- **BRIEF**: Return the records that follow, matching each one exactly.

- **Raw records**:
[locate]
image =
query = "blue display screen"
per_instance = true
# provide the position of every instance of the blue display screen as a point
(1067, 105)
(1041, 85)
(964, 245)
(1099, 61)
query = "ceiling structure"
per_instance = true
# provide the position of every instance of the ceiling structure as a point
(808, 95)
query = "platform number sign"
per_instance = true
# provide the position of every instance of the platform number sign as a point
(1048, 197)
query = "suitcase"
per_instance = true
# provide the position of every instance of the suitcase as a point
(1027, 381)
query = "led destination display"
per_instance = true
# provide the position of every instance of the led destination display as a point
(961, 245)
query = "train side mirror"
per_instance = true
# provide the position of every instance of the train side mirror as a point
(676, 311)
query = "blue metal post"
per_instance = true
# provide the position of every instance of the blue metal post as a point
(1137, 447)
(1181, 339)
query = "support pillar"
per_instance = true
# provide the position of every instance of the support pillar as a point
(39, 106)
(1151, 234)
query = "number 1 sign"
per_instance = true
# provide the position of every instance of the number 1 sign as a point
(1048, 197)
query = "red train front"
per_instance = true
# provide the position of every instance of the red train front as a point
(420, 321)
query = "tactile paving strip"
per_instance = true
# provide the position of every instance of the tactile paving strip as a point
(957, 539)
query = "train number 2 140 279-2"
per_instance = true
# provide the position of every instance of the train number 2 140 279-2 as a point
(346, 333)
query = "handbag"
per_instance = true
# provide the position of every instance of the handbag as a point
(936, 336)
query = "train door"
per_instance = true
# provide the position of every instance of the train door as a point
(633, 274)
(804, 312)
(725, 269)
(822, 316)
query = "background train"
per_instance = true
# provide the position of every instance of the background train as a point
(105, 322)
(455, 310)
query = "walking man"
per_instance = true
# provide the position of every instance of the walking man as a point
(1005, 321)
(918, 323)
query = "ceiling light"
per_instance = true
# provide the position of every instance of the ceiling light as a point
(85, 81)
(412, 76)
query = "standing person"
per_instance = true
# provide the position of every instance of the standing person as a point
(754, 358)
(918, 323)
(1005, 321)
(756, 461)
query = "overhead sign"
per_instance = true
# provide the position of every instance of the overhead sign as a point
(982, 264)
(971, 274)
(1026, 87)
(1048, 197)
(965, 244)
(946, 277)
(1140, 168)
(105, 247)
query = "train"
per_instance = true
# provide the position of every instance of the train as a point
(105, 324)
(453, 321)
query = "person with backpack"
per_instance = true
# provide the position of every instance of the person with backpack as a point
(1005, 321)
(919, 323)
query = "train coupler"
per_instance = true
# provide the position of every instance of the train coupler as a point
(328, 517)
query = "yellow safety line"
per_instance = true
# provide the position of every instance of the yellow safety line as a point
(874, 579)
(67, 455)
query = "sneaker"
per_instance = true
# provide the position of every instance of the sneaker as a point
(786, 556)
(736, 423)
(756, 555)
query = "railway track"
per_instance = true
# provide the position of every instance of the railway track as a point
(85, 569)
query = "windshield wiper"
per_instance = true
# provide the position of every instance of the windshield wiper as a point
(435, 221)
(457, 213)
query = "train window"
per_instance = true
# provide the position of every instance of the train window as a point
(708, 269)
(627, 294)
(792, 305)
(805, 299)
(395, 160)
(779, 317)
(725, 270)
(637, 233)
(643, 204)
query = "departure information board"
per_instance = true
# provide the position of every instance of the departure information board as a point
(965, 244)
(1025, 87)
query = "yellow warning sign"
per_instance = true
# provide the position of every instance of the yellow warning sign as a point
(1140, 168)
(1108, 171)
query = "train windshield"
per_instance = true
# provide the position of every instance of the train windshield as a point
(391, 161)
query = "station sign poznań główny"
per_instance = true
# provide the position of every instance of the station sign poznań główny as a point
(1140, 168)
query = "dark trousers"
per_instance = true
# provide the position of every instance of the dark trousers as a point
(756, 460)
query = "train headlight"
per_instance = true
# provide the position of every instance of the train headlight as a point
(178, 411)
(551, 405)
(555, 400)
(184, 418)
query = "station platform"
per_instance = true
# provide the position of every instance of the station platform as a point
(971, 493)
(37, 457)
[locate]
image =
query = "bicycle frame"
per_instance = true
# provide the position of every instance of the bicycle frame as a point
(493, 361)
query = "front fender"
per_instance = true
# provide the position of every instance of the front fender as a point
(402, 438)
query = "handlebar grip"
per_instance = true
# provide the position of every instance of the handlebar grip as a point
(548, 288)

- **EXPECTED ANSWER**:
[locate]
image =
query = "blue display screen"
per_instance = true
# provide the position of every instance of the blue display screen as a point
(1067, 105)
(1041, 85)
(964, 245)
(1099, 61)
query = "ceiling structure"
per_instance = true
# provide the position of every instance of the ceiling structure as a point
(808, 95)
query = "platform number sign"
per_instance = true
# provide the position of every instance of the platform number sign as a point
(1048, 197)
query = "suitcase"
per_instance = true
# provide the position of every instance of the suitcase as a point
(1027, 381)
query = "led destination display"
per_instance = true
# provide the position of every instance of the led destination display as a point
(961, 245)
query = "train side mirror"
per_instance = true
# provide the position of every instance of the train side mirror as a point
(676, 311)
query = "blue metal post"
per_instance = true
# provide the position of every instance of the blue metal post as a point
(1137, 447)
(1181, 339)
query = "support pillar"
per_instance = true
# provide the position of every instance of the support pillar as a point
(39, 106)
(1151, 234)
query = "number 1 sign"
per_instance = true
# provide the position of every instance of the number 1 sign as a point
(1048, 197)
query = "red train front"
per_instance = true
# provide the position of every instance of the red train front as a point
(420, 321)
query = "tactile paving strip"
per_instance = true
# provide the position of every instance of the tactile paving strip as a point
(957, 539)
query = "train number 2 140 279-2"
per_instance = true
# provide the position of every instance of the train number 2 140 279-2 as a point
(346, 333)
query = "handbag"
per_instance = true
# provide the position of every instance of the handbag as a point
(936, 336)
query = "train door"
per_instance = true
# provide the position of every instance of the train door as a point
(633, 274)
(804, 312)
(725, 269)
(822, 316)
query = "background train"
per_instance = true
# provide the position of every instance of the background train as a point
(105, 322)
(455, 310)
query = "walking man"
per_instance = true
# provide the position of every instance of the walking man as a point
(1005, 321)
(918, 323)
query = "ceiling light"
per_instance = true
# provide the position of every instance of the ceiling light as a point
(85, 81)
(412, 76)
query = "standing person"
per_instance = true
# provide the position of every instance of the standing person as a point
(754, 358)
(918, 323)
(1005, 321)
(756, 461)
query = "overhead sign"
per_instance = true
# provide the position of every instance of the overhead sign as a point
(982, 264)
(971, 274)
(1026, 87)
(1048, 197)
(965, 244)
(946, 277)
(1140, 168)
(105, 247)
query = "train"
per_instance = true
# provide the position of every instance of the train as a point
(105, 324)
(453, 321)
query = "person with backpack"
per_instance = true
# provide the position of every instance of the person with backpack as a point
(1005, 321)
(919, 323)
query = "train coupler"
per_instance = true
# provide the position of every instance of the train coupler as a point
(328, 517)
query = "yellow safety line"
per_instance = true
# provide the position of every instance of the yellow safety line as a point
(874, 579)
(67, 455)
query = "sneaker"
per_instance = true
# provide the position of every instance of the sneaker as a point
(786, 556)
(736, 423)
(756, 555)
query = "railway track"
per_instance = true
# provide the position of every instance of the railway track as a point
(85, 569)
query = "windshield wiper"
per_instance = true
# provide the position of every instance of the windshield wiper as a point
(435, 221)
(457, 213)
query = "train window"
per_instance = true
# provide the position of every instance of the train window as a point
(708, 269)
(627, 294)
(792, 305)
(805, 299)
(395, 160)
(779, 317)
(725, 270)
(637, 233)
(643, 204)
query = "departure information board"
per_instance = true
# provide the position of every instance of the departure information board as a point
(965, 244)
(1025, 87)
query = "yellow warning sign"
per_instance = true
# provide the position of every instance of the yellow warning sign as a point
(1140, 168)
(1108, 171)
query = "train windshield"
per_instance = true
# provide the position of every instance of the train windshield as a point
(391, 161)
query = "station sign poznań główny"
per_instance = true
# provide the position of every instance of the station sign poznań główny as a point
(1140, 168)
query = "dark trousers"
per_instance = true
# provide the position of every instance of the dark trousers as a point
(756, 460)
query = "train headlight"
per_instance = true
# provide the position of every instance of the train headlight as a point
(178, 411)
(551, 405)
(555, 400)
(184, 418)
query = "station platform"
per_instance = true
# provide the position of every instance of the station platform as a point
(971, 493)
(37, 457)
[locate]
image =
query = "bicycle frame"
per_instance = true
# provide the position of every instance of the bicycle frame as a point
(493, 361)
query = "front fender"
per_instance = true
# provide the position of every instance of the front fender as a point
(402, 438)
query = "handlebar grip"
per_instance = true
# provide the position of every instance of the handlebar grip as a point
(548, 288)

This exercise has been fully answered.